*What you will do*. Nothing in the records below should be altered when they are retyped.

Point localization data

....

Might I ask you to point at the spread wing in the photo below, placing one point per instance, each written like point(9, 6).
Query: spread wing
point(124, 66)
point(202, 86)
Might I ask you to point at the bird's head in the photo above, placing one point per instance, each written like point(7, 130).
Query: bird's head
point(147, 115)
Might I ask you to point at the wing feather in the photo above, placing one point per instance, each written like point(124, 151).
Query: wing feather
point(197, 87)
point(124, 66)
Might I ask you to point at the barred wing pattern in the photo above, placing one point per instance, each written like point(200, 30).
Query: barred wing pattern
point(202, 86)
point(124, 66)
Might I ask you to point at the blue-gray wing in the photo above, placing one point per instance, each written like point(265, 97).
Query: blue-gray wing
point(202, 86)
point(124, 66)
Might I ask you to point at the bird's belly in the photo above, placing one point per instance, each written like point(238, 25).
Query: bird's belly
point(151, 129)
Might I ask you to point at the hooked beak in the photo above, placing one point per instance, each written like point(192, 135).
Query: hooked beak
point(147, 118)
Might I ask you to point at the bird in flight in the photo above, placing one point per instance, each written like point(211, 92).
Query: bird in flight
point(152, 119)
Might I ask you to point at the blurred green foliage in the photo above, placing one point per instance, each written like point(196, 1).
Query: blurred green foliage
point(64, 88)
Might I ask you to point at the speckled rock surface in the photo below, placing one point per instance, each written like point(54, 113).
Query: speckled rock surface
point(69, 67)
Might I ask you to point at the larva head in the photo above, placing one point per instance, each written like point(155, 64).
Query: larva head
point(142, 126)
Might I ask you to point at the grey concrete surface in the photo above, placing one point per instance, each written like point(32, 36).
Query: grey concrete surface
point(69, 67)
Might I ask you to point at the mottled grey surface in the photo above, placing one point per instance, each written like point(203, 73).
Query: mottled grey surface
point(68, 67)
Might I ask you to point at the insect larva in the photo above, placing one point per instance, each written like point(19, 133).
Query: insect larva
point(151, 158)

....

*Answer below*.
Might I ask you to point at the spread wing in the photo below, placing one point per instance, each written like point(9, 6).
Query: spread wing
point(124, 66)
point(202, 86)
Might I ask you to point at the bird's head in the photo above, placing one point per instance, each written like point(7, 130).
Query: bird's head
point(147, 115)
Might I ask you to point at the wing feather in the photo above, placing one point per instance, each written like point(124, 151).
Query: wing feather
point(197, 87)
point(124, 66)
Might I ask you to point at the barred wing pattern in the photo above, placing one point per instance, each written like point(200, 30).
Query: barred wing pattern
point(202, 86)
point(124, 66)
Might I ask you to point at the blue-gray wing in the photo above, placing one point per instance, each written like point(265, 97).
Query: blue-gray wing
point(202, 86)
point(124, 66)
Might I ask you to point at the bird's belly in the photo above, placing one point per instance, each written like point(238, 25).
Query: bird's belly
point(151, 129)
Might I ask you to point at the hooked beak in the photo above, placing one point per instance, each written like point(192, 135).
Query: hooked beak
point(147, 118)
Might I ask you to point at the bird in flight in the photo above, placing one point per instance, each written like point(211, 92).
Query: bird in flight
point(152, 119)
Might I ask you to point at the blurred green foliage in the photo above, placing one point per instance, each written like point(196, 1).
Query: blurred green foliage
point(64, 88)
Might I ask you to point at the speckled rock surface in the photo below, placing one point per instance, each written like point(54, 113).
Query: speckled rock surface
point(69, 67)
Might I ask you to point at the larva head in the photo above, placing one point per instance, each written like point(155, 64).
Query: larva head
point(142, 126)
Might I ask you to point at the grey concrete surface in the photo above, placing one point per instance, each written like point(32, 36).
Query: grey concrete surface
point(69, 67)
Might I ask you to point at the mottled grey surface in the photo above, placing one point per instance, each written like point(203, 73).
Query: mottled grey surface
point(68, 67)
Might I ask you to point at the insect larva in the photo above, placing one point per instance, each written like point(19, 133).
Query: insect larva
point(151, 158)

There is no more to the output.